__Activity__: Please copy all of the entries exactly, but drop every picture.

__Provided information__:
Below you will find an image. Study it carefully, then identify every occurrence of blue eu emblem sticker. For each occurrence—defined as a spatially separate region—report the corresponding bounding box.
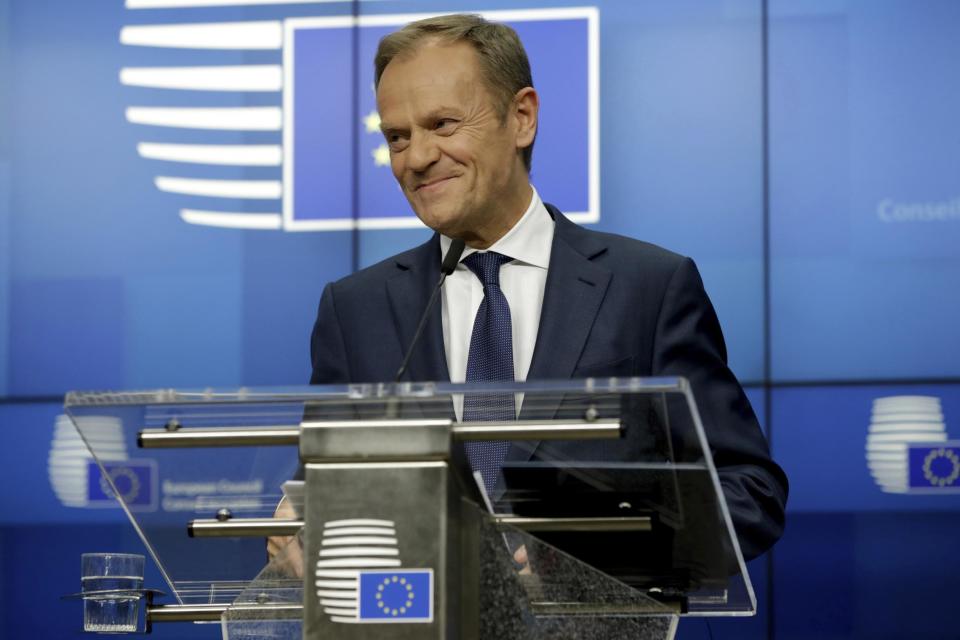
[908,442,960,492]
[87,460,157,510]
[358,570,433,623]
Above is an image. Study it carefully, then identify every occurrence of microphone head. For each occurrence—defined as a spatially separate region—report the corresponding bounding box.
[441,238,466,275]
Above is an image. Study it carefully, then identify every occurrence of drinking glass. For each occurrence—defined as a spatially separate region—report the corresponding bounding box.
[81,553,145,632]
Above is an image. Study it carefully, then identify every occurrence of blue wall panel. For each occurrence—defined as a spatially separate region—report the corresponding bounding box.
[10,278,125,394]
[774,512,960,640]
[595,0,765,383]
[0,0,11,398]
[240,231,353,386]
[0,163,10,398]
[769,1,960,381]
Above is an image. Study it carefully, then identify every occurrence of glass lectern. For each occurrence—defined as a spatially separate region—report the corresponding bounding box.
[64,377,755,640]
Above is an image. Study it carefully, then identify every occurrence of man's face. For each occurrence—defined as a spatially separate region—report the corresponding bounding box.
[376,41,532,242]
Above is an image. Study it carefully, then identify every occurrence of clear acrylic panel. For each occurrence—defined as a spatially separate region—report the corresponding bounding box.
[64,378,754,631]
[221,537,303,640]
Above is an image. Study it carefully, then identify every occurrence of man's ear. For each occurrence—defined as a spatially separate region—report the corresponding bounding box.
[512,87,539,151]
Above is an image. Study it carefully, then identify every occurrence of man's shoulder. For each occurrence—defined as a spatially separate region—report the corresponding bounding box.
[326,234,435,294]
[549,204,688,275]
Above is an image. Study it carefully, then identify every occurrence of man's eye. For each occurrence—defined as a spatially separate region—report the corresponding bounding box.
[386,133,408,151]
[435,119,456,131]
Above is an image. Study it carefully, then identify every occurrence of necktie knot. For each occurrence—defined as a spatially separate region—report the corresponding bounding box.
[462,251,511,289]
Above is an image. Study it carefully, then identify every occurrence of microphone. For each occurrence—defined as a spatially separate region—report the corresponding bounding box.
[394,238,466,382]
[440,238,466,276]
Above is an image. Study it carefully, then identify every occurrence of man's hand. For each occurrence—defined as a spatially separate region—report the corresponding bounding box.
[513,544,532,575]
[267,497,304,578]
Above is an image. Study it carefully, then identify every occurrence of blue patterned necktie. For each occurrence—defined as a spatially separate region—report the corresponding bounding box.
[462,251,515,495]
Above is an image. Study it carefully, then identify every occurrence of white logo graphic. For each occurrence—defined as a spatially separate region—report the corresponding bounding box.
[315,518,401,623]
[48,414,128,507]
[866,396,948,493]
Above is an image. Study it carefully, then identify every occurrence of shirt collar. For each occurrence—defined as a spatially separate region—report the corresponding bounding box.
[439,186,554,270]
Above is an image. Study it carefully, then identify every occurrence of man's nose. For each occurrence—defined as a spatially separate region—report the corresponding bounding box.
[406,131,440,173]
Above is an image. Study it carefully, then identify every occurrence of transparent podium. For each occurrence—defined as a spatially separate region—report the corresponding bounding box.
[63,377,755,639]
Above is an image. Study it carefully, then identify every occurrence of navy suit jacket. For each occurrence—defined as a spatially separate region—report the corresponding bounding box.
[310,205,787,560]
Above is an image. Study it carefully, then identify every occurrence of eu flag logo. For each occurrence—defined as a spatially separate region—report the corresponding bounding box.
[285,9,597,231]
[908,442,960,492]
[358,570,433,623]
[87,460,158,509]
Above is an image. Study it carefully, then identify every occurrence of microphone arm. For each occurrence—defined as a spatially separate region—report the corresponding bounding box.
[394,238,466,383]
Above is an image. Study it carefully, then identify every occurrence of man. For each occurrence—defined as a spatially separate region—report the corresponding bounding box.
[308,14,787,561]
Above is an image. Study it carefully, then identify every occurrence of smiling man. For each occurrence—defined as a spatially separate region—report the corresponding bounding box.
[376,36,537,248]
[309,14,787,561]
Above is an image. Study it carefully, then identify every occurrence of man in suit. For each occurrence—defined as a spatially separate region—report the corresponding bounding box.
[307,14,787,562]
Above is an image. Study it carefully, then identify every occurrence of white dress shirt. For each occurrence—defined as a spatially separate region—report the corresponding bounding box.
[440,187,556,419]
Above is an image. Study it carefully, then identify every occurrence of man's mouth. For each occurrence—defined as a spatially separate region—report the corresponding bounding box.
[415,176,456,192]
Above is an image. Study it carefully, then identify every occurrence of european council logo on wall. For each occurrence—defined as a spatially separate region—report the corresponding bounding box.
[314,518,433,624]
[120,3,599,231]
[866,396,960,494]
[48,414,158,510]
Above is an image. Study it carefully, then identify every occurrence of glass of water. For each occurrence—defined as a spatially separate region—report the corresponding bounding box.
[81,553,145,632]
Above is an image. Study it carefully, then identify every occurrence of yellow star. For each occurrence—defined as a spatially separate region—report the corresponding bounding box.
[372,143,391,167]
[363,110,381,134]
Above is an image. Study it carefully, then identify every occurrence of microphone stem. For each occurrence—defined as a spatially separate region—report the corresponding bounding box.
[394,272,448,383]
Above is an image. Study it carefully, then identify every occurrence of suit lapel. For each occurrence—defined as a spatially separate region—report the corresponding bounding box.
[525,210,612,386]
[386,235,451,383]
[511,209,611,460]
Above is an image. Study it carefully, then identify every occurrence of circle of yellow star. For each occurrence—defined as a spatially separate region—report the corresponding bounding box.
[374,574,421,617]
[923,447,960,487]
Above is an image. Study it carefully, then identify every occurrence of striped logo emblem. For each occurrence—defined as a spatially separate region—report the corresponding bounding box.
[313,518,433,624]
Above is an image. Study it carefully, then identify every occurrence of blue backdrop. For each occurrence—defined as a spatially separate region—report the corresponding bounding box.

__Output for this task__:
Below you will find an image. Study it carefully, then identify every occurrence of blue eu emblem sticker. For each occurrence—defined as a spatially separate region—report the corresponding bounding box.
[908,442,960,492]
[87,460,157,510]
[358,570,433,623]
Above is an image. Study it carefully, then identify every occurrence of microphone head. For each occurrence—defined as a spatially separate region—report the corresponding bounding box.
[441,238,466,275]
Above is an image. Study it carefully, then identify every occurrence of drinking glass. For each occurrence—defined as a spatially separate region—report the corresponding bounding box.
[81,553,145,632]
Above is an image. Study it carefully, then identify every occurrence of blue wall panel. For each occurrence—defined as a spatially separate region—report the corresponding bounding box.
[10,278,125,394]
[774,512,960,640]
[595,0,765,383]
[0,0,11,398]
[240,231,353,386]
[0,163,10,398]
[769,1,960,381]
Above is an image. Study it carefully, then identify every occurrence of glass lectern. For each occurrence—defined as a spatially separate region—report the corresponding bounding box.
[64,377,755,640]
Above is an image. Study it carefully, then identify every occurrence of man's face. For each occurrence—defined as a spatially separate region—report the corresponding bounding box.
[376,41,532,242]
Above is an image. Study it carefully, then identify every occurrence of clear acrylic panel. For each occurrence—defined as a spatially separate region—report the corresponding bounding box.
[64,378,754,631]
[221,537,303,640]
Above is an image. Study it carefully, then identify every occurrence of man's ear. For each occurrence—defined as a spatially separate region—report the corresponding bounding box.
[512,87,539,151]
Above is an image. Study it carefully, then identify every occurrence of man's shoulder. For each occurrence—defined as a spatially separate region—report the corresponding bounding box.
[326,234,435,294]
[549,204,688,275]
Above is an image. Study it carefully, then identify every occurrence of man's eye. For each occurrence—defined as a spatially separate region—report the corresponding bounding box.
[386,133,408,151]
[435,119,456,131]
Above is an image. Study it carefully, then identify every occurrence of necktie knot. For each occurrence—defined as a spatially separate region—report the corresponding bounding box.
[462,251,511,289]
Above is an image. Study it carefully, then identify every occurrence of microphone. For each occurrence—defined as a spatially separate region—report the corresponding bounding box.
[394,238,466,382]
[440,238,466,276]
Above is an image. Study it carefully, then identify every occurrence of man's hand. For each occurrence—defined as a spatially separate region—report the corresponding bounding box.
[513,544,532,575]
[267,497,304,578]
Above is an image. Study it carefully, then identify every occurrence of blue patterned necktie. For each occurrence—defined as a spatially separate region—report the corresponding bounding box.
[462,251,515,495]
Above is an image. Study it carefully, then identify every occurrence of white logo graphic. For each occurrence—defined as a spatially separate region—report the corresponding bounding box.
[315,518,401,623]
[48,414,128,507]
[866,396,948,493]
Above is an image. Study it carefully, then identify every occurrence of shirt collar. For each occurrence—defined as a spatially separate region—report the corresponding bounding box.
[439,186,554,270]
Above is an image. Study it carefully, then identify every occurrence of man's nose. For each occurrence—defined as a spatially separate region—report the corresponding bounding box.
[406,131,440,173]
Above is an image. Study it carefully, then identify every occurrence of transparent podium. For each occurrence—defined as a spatially separate region—report the corresponding bounding box.
[63,377,755,639]
Above is an image. Study it carefully, then identify every occurrence of navy suit jacket. For each occurrence—defined as a spatially separate region—report the corresponding bounding box.
[310,205,787,560]
Above is an image. Study it carefully, then identify every occurrence of eu flag logo. For each occurrence—defined as a spatially separate region—report the corresponding bounding box.
[285,9,597,231]
[908,442,960,492]
[358,570,433,623]
[87,460,158,509]
Above is an image. Study it carefully, then identify every occurrence of microphone arm. For each occurrence—defined as a spatially separate region—report the corresponding bounding box.
[394,238,466,383]
Above is an image. Study it carefully, then identify every occurrence of man. For each occurrence—defined as a spatially separate region—report the corresponding bounding box.
[308,14,787,561]
Above is an image. Study it carefully, then identify every occurrence of smiling man. For each occurrence—defined as a spatially separate region—report the corresponding bounding box.
[376,36,537,248]
[309,14,787,561]
Above is an image. Study it carefully, then identify every occurrence of man in suit. For each occurrence—defined as a spatially separate region—report the corresponding bounding box.
[307,14,787,562]
Above is an image. Study it carefully, then identify every occurrence of white dress shirt. For each occurrence—defined as a spatially separate region—report the corresponding bounding box.
[440,187,556,419]
Above is an image. Study it carefully, then identify every occurrence of man's mouth. For each occurrence—defined as a spatially separate region—report the corresponding bounding box.
[415,176,456,192]
Above is an image. Study it carefully, then identify every occurrence of european council logo on wall. For each occurrence—defined as a spatially separate region—report the corresponding bounding box.
[314,518,433,624]
[120,3,599,231]
[866,396,960,494]
[48,414,158,510]
Above is an image. Study it carefully, then identify every occurrence of glass of water. For each occurrence—defined as a spatially separate region—report the corresponding bounding box.
[81,553,145,632]
Above is an image. Study it carefully, then identify every occurrence of yellow star. For each occurrence—defined as a spatially separate region—report the corresponding bounding box.
[372,143,391,167]
[363,110,381,134]
Above is an image. Study it carefully, then identify every occurrence of microphone stem. For each occurrence—defined as a spatially separate region—report the corresponding bounding box.
[394,272,448,383]
Above is an image. Study it carefully, then identify every occurrence of suit lapel. For each occurrence—defined as a spatially separate region—report the corresponding bounding box.
[525,210,612,386]
[386,235,451,383]
[511,209,611,460]
Above is an image. Study it carefully, then identify every occurrence of circle of yellow star. For each occurrence—defined as a spatially separate region—report the corresponding bounding box.
[374,574,421,617]
[923,447,960,487]
Above is an image. Study it carefully, then identify every occurrence of striped logo emblem. For each occurrence—defined as a spatially separate region—report the corresponding bounding box.
[313,518,433,624]
Above is an image. Study it carefully, then identify every occurrence of blue backdrop. For each occurrence—defined as a spatially separate region—report the corresponding bounding box.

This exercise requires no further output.